_WORK INSTRUCTION:_ All entries are to be reproduced exactly; the pictures are to be omitted.

_EXERCISE INPUT:_

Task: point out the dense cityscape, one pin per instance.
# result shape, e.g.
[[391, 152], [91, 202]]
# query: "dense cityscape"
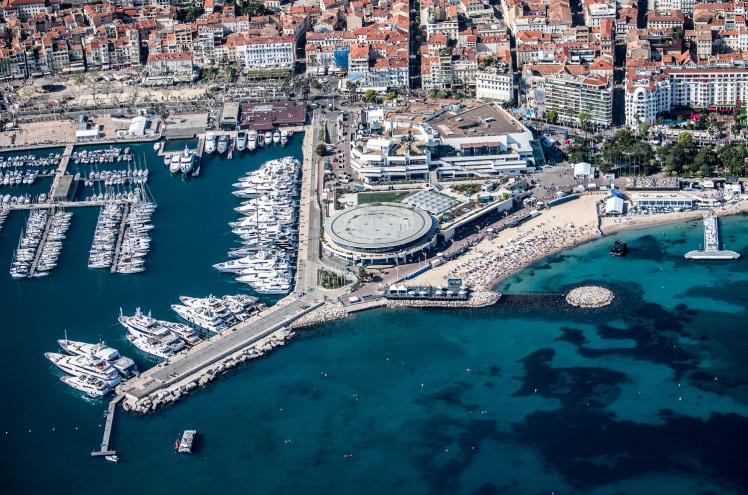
[[515, 229]]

_RESULT OF THE TASK:_
Task: point out the dense cityscape, one pin per instance.
# result shape, e.g.
[[391, 152], [91, 202]]
# query: "dense cityscape"
[[515, 229]]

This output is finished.